(Point annotations on photos)
____
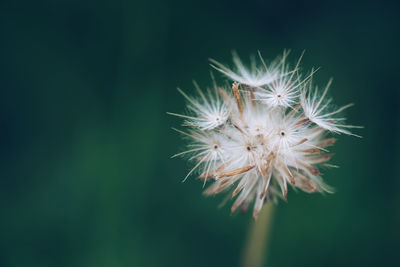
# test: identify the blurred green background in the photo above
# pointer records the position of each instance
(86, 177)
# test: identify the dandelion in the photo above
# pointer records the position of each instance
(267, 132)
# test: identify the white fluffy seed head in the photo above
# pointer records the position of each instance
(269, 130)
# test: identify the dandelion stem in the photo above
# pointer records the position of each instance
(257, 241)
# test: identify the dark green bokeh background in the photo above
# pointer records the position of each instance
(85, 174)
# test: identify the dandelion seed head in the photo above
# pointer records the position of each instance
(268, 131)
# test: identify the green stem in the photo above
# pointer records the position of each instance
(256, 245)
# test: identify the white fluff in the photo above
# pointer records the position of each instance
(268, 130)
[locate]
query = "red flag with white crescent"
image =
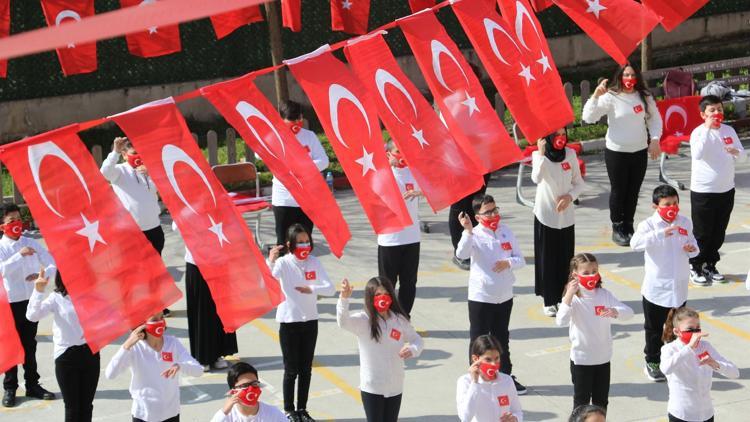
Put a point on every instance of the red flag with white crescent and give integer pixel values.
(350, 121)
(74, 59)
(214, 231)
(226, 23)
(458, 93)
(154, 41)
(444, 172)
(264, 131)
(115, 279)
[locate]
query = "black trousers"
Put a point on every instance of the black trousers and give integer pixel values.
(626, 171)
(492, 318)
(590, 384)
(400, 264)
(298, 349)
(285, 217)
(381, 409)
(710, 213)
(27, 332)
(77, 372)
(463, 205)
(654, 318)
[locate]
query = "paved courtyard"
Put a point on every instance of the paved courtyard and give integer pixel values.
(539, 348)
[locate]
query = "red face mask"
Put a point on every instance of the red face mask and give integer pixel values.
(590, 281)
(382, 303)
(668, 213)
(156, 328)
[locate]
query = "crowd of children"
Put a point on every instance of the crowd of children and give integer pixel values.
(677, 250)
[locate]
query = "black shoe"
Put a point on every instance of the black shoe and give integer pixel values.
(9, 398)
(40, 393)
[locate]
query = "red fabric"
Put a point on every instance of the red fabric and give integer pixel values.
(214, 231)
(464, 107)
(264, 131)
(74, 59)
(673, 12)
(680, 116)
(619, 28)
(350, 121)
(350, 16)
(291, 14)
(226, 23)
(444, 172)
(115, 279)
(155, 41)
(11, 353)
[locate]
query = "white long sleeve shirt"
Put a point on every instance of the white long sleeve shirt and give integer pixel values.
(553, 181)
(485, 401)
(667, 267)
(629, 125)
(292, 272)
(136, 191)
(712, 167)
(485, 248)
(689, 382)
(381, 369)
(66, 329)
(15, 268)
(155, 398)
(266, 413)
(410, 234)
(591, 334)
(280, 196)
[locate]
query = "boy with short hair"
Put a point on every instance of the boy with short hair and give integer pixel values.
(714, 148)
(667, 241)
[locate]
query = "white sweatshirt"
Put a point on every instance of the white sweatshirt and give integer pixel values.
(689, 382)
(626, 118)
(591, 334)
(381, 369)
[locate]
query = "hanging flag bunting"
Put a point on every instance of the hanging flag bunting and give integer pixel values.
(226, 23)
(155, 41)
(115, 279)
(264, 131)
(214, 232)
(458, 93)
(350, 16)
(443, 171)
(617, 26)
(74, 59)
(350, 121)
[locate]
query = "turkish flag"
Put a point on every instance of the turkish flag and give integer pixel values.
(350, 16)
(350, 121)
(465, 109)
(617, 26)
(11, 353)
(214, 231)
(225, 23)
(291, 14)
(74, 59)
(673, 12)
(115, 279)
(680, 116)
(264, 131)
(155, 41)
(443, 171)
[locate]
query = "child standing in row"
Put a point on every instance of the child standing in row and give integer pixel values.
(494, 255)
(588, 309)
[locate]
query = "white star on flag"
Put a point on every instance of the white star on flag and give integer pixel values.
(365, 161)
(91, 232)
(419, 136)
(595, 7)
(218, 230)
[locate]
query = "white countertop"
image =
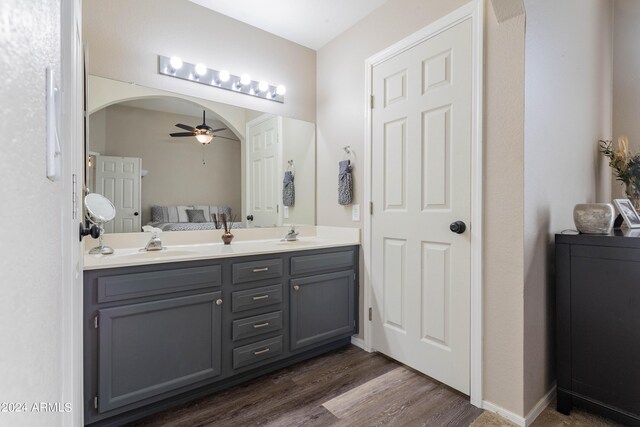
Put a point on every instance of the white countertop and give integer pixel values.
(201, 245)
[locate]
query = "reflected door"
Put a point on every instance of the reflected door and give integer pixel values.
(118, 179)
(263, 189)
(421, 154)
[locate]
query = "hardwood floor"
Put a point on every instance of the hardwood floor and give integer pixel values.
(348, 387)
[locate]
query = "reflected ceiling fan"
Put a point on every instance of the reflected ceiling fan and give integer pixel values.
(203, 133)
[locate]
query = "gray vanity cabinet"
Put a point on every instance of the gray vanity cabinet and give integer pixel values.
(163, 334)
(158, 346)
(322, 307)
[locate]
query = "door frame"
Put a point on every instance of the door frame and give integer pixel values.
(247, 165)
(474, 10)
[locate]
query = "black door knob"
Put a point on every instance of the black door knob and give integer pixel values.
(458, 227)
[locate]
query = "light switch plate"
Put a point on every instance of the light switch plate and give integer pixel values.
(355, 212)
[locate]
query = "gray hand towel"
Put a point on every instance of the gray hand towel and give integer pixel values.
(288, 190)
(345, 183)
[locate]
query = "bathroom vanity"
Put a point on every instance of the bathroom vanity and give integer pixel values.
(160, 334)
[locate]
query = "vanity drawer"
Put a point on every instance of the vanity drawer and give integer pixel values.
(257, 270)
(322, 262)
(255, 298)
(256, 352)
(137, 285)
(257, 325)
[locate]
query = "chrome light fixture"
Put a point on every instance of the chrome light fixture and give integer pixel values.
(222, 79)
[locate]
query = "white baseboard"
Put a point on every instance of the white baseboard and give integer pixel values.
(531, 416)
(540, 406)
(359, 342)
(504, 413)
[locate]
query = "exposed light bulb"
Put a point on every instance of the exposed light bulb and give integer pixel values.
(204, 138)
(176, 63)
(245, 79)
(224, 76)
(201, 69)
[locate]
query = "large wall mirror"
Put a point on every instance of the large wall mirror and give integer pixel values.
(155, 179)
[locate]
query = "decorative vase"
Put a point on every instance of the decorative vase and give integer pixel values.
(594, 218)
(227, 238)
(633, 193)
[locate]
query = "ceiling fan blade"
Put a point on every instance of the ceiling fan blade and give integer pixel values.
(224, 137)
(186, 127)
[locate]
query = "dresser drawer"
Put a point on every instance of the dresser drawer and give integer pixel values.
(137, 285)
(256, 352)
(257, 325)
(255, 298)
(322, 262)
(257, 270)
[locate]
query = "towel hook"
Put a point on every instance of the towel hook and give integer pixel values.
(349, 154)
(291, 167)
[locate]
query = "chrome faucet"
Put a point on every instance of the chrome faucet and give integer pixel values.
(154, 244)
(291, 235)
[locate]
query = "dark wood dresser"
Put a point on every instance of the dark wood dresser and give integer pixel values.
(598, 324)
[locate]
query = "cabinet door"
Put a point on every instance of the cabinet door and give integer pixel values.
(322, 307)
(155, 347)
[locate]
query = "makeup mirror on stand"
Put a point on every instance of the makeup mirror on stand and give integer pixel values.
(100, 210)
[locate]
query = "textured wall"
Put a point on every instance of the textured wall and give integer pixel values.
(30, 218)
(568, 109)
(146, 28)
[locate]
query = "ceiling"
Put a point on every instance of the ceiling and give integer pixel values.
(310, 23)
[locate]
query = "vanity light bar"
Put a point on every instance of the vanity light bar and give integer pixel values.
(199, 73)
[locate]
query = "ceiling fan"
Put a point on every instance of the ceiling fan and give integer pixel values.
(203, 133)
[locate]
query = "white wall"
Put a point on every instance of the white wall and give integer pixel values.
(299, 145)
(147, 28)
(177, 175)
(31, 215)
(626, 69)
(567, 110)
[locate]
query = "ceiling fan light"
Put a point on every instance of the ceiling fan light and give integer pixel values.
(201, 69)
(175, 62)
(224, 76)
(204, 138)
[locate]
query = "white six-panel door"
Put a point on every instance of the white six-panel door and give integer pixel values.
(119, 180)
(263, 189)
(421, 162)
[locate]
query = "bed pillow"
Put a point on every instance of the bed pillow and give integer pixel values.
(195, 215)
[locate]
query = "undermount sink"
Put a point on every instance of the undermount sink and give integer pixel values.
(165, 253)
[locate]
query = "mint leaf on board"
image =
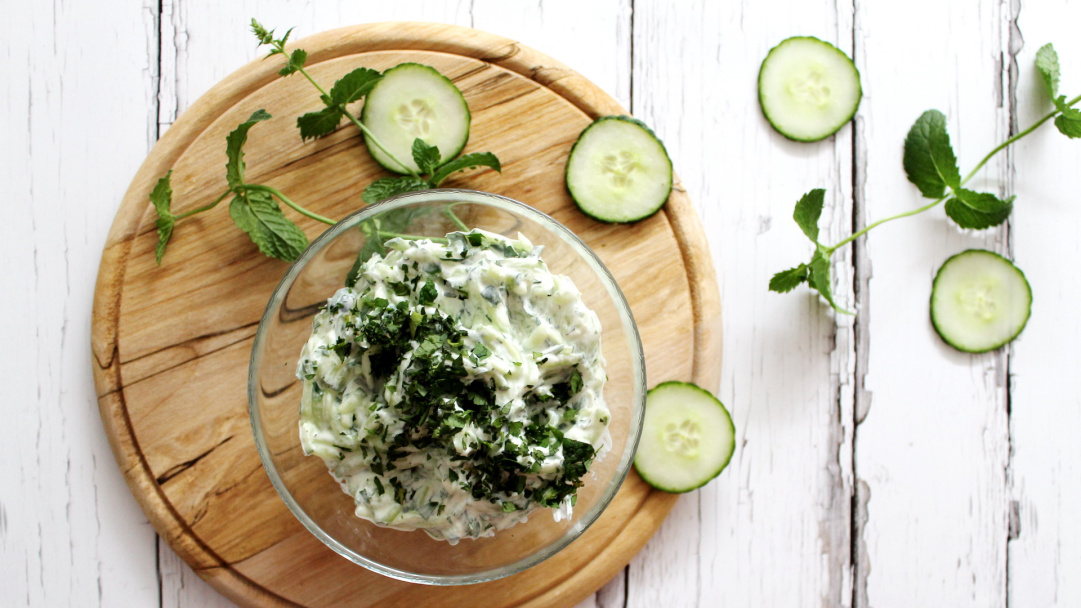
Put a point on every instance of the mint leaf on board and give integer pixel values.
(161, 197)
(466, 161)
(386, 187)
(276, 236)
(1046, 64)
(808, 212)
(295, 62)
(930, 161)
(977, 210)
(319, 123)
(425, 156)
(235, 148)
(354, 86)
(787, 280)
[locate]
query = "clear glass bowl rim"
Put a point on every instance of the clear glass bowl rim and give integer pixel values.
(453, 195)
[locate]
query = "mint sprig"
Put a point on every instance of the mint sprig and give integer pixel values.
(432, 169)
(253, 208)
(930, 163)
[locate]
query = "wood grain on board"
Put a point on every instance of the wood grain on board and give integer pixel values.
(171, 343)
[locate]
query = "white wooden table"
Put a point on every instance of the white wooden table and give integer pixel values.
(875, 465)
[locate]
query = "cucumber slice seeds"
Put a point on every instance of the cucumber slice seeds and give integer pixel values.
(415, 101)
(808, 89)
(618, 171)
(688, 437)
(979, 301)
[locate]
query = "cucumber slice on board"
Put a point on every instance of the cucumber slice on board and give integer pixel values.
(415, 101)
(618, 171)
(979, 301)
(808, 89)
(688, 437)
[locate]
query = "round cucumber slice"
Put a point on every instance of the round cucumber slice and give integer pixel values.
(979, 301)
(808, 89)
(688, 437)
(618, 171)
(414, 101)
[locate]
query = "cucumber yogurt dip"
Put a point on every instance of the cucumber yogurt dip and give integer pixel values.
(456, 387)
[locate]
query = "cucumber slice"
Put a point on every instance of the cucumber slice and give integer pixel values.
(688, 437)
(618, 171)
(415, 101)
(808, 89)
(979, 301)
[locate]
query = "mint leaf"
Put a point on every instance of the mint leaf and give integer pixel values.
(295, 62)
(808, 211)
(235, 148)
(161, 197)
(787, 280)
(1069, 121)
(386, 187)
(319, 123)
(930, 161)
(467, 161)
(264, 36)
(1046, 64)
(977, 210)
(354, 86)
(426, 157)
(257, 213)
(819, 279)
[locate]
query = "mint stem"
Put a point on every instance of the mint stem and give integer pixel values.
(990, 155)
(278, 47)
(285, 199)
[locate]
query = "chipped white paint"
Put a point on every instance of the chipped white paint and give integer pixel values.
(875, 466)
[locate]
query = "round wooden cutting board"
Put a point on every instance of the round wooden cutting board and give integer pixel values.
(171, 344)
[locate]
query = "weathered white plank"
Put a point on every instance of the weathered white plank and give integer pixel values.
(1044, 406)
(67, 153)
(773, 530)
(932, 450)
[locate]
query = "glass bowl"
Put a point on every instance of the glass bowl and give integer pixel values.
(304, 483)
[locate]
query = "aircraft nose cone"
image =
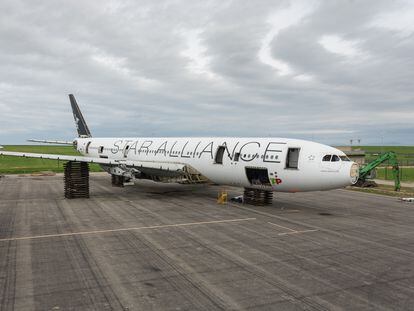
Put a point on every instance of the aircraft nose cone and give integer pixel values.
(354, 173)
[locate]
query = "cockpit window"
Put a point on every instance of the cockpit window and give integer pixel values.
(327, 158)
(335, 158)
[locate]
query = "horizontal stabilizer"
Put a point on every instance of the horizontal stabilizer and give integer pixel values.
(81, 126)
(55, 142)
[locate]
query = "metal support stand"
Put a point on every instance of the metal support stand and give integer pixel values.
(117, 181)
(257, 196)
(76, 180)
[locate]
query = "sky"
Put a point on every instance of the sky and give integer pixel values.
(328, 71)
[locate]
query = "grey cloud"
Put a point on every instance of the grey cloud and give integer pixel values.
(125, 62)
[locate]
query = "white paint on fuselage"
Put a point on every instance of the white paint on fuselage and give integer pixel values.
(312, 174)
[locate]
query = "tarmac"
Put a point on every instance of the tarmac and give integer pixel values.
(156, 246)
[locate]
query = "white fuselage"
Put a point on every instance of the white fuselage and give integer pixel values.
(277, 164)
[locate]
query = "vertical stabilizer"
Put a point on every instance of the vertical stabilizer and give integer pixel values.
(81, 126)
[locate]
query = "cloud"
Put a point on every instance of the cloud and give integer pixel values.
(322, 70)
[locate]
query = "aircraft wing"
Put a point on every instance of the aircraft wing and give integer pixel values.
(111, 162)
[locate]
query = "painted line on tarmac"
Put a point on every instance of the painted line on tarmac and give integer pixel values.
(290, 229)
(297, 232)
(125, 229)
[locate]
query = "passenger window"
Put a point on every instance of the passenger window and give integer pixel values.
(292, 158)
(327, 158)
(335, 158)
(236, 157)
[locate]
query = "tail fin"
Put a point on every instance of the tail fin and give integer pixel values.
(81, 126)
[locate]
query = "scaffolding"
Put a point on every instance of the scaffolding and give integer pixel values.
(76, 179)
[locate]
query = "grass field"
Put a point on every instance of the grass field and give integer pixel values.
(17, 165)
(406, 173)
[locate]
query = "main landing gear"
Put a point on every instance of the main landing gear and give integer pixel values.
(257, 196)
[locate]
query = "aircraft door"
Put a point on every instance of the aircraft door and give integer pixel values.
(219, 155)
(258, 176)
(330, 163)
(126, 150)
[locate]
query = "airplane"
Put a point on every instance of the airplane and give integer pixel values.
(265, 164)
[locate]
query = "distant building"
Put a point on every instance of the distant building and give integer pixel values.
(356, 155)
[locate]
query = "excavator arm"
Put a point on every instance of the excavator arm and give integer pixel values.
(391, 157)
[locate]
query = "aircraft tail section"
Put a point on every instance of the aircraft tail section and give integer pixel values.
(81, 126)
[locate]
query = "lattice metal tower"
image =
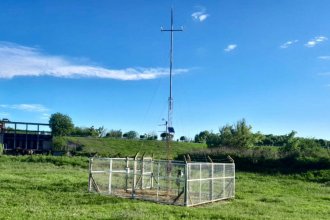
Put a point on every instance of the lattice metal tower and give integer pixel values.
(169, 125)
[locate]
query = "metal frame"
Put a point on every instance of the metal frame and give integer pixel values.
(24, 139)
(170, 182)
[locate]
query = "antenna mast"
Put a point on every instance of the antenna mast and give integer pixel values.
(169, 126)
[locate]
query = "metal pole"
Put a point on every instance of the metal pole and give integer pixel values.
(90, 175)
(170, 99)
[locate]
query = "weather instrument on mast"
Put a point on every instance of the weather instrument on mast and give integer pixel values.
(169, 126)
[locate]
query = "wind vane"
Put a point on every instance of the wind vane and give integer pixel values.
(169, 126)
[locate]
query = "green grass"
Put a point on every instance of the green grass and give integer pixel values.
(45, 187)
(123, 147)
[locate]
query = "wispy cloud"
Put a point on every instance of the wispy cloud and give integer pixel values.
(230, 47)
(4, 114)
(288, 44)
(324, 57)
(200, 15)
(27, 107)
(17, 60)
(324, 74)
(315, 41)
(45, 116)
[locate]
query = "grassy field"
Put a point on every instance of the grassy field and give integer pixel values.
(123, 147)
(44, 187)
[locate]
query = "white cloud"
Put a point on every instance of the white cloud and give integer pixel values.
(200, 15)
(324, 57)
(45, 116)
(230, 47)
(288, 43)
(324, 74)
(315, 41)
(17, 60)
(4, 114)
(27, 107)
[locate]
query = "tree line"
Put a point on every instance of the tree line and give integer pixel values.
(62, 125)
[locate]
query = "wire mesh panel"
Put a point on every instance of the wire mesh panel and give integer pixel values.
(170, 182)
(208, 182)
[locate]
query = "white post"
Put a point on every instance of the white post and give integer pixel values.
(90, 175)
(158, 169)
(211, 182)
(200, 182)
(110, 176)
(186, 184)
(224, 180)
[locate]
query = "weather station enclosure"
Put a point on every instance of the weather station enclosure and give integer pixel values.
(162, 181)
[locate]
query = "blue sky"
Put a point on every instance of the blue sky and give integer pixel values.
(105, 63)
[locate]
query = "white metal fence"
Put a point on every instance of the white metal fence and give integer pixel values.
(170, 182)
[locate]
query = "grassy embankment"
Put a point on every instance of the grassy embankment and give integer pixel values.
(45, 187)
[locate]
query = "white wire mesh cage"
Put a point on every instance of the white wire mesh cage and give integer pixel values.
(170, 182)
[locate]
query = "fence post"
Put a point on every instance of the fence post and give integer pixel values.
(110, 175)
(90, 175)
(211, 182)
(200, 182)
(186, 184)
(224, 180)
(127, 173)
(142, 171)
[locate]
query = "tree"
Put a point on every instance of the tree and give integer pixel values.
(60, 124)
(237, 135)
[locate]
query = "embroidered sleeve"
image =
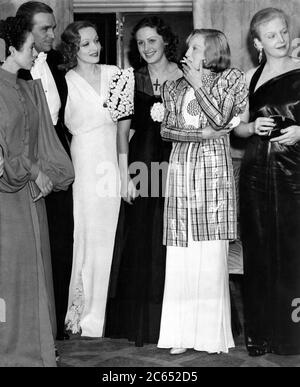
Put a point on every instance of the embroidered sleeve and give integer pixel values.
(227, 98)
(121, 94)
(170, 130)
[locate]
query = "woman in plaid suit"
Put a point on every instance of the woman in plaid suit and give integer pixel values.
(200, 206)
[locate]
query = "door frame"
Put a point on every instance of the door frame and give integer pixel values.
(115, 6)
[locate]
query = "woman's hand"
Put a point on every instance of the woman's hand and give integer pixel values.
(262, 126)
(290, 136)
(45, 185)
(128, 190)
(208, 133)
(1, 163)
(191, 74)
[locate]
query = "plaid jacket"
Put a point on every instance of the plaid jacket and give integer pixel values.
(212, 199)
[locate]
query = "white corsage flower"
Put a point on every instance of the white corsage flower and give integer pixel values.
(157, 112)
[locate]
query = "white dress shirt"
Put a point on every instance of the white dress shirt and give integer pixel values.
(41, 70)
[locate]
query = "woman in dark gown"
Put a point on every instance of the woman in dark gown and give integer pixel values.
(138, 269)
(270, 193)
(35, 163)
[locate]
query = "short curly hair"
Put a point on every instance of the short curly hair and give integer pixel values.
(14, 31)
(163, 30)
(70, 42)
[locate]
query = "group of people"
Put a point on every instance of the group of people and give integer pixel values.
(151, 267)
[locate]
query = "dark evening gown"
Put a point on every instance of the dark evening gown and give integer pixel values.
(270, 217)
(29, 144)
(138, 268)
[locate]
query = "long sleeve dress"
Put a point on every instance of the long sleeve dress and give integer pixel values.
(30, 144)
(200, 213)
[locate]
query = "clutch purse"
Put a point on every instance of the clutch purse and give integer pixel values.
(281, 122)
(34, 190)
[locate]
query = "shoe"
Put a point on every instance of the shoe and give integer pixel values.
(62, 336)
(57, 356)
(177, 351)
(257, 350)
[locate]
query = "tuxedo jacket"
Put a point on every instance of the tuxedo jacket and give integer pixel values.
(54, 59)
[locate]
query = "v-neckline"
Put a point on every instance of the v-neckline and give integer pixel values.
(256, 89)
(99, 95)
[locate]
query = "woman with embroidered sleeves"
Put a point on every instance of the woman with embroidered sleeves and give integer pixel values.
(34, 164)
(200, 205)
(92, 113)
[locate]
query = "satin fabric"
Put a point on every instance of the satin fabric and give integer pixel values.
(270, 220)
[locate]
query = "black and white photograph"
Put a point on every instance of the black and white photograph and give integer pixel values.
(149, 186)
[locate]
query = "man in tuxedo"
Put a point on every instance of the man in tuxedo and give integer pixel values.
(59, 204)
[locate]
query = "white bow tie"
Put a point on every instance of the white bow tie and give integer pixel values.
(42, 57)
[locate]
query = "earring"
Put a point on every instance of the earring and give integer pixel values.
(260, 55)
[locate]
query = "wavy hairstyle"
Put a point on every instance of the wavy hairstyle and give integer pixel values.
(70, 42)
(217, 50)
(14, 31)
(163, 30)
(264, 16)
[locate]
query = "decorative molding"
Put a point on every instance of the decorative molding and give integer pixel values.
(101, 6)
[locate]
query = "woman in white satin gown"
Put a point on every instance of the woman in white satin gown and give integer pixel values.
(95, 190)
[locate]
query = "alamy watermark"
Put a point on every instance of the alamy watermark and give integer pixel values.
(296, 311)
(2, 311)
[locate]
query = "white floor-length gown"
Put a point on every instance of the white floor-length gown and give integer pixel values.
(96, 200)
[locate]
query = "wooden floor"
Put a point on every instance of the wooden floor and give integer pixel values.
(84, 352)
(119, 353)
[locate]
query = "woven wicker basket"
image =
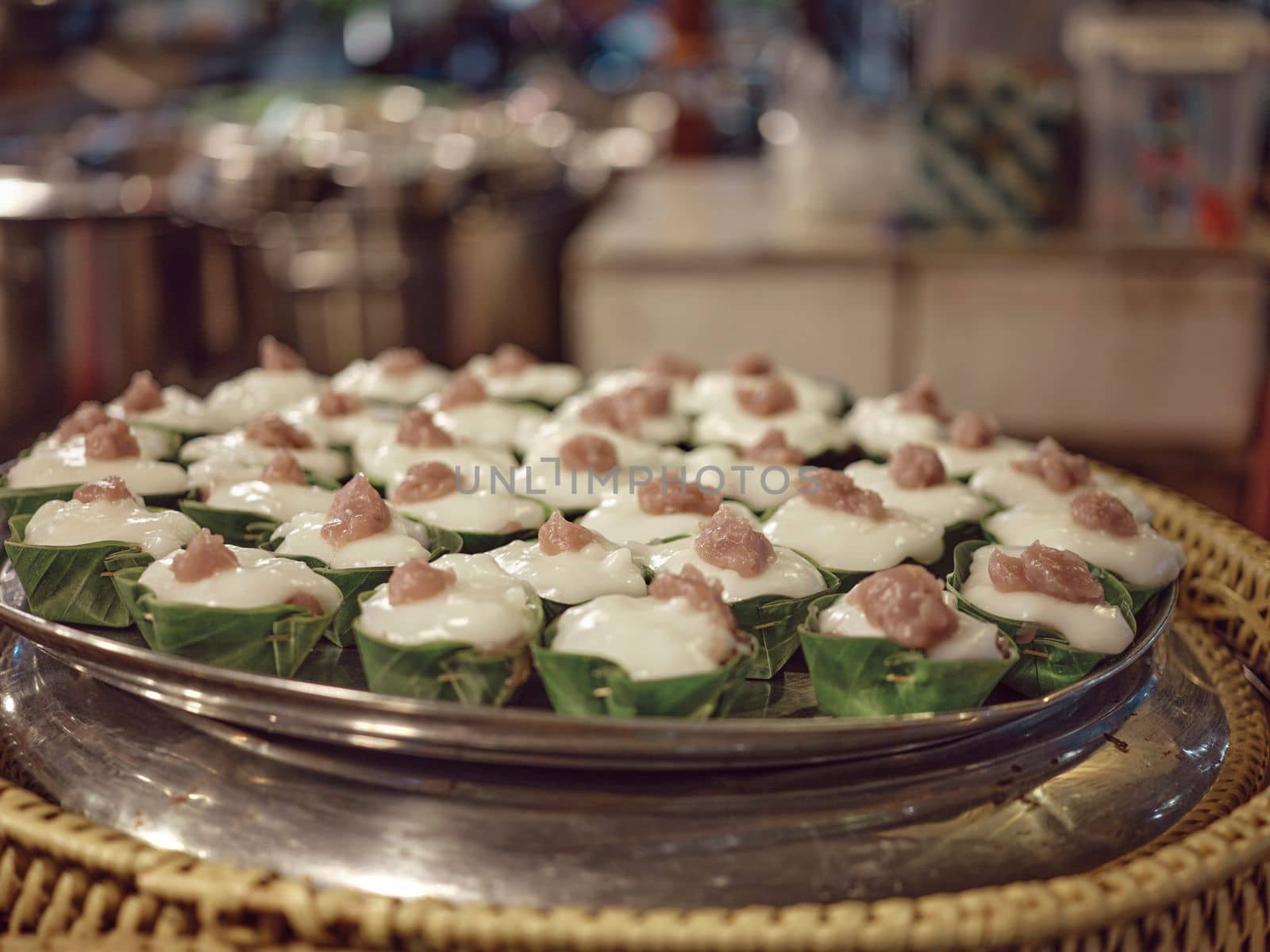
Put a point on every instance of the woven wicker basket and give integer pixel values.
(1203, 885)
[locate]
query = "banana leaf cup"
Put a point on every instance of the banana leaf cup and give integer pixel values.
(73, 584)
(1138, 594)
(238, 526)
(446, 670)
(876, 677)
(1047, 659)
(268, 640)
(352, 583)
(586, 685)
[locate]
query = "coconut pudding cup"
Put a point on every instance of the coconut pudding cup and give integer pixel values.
____
Exercise
Please report every line above that contains the string "shoe", copying each one in full. Only case-sensitive matches count.

Correct output
query = "black shoe"
Put a point on every instance of the black shoe and give integer pixel values.
query = "shoe"
Put a point on every instance of the shoe and give integer pixel values.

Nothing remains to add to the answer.